> _What to work on_: From the first line to the last, return the data exactly as written.

> _Entries supplied_:

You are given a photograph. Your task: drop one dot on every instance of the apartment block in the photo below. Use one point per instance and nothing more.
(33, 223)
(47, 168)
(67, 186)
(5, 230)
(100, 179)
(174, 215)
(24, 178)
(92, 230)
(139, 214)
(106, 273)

> _Result of this task_:
You are given a photograph. Your task: drop one dot on every instance of the apartment block in the photo below. Use one point per instance and nothing more.
(33, 223)
(47, 168)
(67, 186)
(5, 230)
(100, 179)
(174, 215)
(24, 178)
(92, 230)
(139, 214)
(106, 273)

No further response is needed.